WHAT IS REQUIRED: Among the entries below, find the lines with the word "carved" and copy them.

SUPPLIED MATERIAL:
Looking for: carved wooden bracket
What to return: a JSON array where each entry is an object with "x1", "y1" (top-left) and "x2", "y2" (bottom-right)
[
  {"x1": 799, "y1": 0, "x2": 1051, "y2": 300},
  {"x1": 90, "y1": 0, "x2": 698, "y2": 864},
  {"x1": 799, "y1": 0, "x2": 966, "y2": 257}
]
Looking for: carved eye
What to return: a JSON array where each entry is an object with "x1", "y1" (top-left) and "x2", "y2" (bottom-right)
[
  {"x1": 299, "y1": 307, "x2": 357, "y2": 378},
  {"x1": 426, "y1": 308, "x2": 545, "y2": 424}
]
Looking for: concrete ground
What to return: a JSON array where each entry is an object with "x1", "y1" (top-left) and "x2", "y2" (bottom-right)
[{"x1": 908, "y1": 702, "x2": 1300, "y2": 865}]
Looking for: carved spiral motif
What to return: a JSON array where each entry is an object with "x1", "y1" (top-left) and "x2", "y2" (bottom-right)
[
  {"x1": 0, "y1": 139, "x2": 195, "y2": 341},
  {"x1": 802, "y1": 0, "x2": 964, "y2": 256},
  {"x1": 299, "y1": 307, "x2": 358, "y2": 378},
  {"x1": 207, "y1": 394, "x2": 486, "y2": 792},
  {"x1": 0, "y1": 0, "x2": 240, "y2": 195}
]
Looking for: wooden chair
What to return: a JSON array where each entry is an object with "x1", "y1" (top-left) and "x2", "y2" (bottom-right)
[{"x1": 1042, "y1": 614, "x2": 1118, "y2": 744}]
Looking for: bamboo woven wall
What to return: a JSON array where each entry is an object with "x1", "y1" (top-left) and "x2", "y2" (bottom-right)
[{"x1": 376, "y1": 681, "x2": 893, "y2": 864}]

---

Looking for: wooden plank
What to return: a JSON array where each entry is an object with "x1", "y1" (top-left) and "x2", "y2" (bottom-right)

SOLUTION:
Looking for: carved wooden bracket
Looking for: carved eye
Looking for: carved spiral motif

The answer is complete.